Texto fornecido:
----

RESENHA/REVIEW

Jesus de Paula ASSIS[1]

CROSBY, A., W. The Measure of reality – Quantification and Western Society, 1250 – 1600. Cambridge: Cambridge University Press, 1997. 245p.

“A pauta musical foi o primeiro gráfico da Europa”, afirma o autor à página 144 de seu “A Medida da Realidade. Essa é, de fato, a primeira afirmação pretensamente original do livro, já passados quase dois terços da leitura. Antes disso, Crosby segue a via consagrada de apresentar os antecedentes históricos, as condições de momento, uma pincelada metodológica — para tentar deixar claro o que será e o que não será aceito como explicação dos fatos históricos — e reunir tudo isso em um caldeirão do qual deverá sair, senão invencível, pelo menos bem de saúde, a Revolução Científica. Como em um bom romance, vários personagens se encontram, cruzam suas vidas, atuam muitas vezes sem perceber a presença dos outros e todas as ações convergem para o tema principal.

Afirmar que Crosby é realmente bem-sucedido na empreitada é difícil. Depende muito de o que se deva aceitar como método de procura de evidência e, uma vez encontrada a evidência pelo tal método, de como se deva avaliar o achado.

----

Um bloco de dados
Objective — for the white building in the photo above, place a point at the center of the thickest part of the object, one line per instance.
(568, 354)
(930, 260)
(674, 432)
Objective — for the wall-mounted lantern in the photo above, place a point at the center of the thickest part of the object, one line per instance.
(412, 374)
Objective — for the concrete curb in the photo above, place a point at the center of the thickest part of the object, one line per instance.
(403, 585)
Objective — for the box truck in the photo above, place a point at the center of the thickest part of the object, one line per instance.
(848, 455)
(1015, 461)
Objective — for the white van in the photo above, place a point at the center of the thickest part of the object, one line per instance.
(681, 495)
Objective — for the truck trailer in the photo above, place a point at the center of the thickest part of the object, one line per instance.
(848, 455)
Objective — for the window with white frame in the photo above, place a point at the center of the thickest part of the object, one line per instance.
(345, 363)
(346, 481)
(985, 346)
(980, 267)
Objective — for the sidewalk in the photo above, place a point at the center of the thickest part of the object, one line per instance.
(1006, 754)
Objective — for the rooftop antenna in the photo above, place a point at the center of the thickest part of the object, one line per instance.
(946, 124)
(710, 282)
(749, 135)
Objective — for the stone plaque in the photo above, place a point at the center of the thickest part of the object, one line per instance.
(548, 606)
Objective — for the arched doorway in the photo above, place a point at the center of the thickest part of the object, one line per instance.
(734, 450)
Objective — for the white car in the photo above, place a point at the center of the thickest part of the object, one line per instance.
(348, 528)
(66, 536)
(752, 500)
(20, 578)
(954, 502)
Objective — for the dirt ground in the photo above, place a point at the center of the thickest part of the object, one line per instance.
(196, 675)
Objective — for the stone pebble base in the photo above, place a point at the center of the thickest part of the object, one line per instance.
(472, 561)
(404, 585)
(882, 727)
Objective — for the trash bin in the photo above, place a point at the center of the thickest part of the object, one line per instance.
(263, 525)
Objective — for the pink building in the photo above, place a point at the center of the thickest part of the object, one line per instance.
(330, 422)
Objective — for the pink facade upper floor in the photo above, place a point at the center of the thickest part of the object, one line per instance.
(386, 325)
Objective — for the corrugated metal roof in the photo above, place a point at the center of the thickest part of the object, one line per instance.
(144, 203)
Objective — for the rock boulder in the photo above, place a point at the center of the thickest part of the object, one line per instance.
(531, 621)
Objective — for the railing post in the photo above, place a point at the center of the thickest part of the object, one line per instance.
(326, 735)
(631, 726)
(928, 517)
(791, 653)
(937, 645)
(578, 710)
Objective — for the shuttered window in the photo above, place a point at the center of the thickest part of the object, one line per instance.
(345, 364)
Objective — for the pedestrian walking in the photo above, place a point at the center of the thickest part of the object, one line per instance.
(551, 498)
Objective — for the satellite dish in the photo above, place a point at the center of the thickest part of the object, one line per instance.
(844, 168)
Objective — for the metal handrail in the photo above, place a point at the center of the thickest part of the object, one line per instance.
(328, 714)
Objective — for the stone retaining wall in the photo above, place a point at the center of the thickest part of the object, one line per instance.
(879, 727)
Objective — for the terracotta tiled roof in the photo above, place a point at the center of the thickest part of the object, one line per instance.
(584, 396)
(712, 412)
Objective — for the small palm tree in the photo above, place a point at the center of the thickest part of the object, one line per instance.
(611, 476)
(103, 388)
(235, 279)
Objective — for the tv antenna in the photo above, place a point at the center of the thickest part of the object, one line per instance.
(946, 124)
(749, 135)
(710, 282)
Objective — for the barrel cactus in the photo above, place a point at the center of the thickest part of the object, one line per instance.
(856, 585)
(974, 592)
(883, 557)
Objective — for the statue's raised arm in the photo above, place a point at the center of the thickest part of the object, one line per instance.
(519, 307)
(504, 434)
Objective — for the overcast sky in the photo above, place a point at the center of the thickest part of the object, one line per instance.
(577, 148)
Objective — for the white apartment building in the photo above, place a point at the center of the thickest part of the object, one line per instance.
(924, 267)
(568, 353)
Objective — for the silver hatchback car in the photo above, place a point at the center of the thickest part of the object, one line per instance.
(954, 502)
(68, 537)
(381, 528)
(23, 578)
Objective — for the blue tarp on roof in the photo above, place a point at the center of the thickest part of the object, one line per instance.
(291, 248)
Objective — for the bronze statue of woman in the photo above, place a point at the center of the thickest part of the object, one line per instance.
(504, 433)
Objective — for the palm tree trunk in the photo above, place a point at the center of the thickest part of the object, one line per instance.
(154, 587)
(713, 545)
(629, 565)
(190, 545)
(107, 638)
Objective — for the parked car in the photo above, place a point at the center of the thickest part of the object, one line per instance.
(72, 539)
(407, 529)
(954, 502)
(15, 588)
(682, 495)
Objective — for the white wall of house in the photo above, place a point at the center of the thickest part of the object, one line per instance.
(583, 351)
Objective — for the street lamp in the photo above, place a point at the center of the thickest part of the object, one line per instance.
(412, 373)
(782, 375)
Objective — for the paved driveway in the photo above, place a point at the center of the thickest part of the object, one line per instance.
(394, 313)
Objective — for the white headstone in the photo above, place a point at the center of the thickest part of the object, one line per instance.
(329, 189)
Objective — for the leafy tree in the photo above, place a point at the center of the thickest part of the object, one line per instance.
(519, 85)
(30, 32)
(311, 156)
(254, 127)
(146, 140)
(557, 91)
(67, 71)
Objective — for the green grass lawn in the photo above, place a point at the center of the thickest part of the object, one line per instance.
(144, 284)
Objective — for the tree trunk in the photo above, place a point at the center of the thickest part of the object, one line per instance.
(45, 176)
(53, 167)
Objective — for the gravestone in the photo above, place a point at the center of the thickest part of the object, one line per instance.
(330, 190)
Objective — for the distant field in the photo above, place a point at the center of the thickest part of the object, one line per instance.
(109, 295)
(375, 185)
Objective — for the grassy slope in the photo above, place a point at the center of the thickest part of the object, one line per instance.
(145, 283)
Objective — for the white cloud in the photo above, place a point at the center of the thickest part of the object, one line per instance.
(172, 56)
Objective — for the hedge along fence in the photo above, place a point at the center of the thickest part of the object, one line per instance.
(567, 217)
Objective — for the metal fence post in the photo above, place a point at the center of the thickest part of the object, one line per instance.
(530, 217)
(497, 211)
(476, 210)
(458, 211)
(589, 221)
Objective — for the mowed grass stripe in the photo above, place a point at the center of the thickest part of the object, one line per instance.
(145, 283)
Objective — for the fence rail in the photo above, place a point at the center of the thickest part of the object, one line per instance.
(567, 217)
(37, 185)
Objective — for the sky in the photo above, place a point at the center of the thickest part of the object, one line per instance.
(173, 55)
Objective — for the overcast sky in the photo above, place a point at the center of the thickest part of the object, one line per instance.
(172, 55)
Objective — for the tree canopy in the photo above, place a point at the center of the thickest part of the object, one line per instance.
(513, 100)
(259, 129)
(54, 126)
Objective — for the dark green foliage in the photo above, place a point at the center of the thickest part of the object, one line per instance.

----

Exercício curto 1:
De acordo com a resenha, em que página do livro o autor afirma que a pauta musical foi o primeiro gráfico da Europa?
Exercício curto 2:
Filtre os registros, mantendo apenas as linhas em que aparece a palavra "fence".
O texto e os registros têm origens distintas.

Resultado 1:
Na página 144.

Resultado 2:
Objective — for the hedge along fence in the photo above, place a point at the center of the thickest part of the object, one line per instance.
Objective — for the metal fence post in the photo above, place a point at the center of the thickest part of the object, one line per instance.
Objective — for the fence rail in the photo above, place a point at the center of the thickest part of the object, one line per instance.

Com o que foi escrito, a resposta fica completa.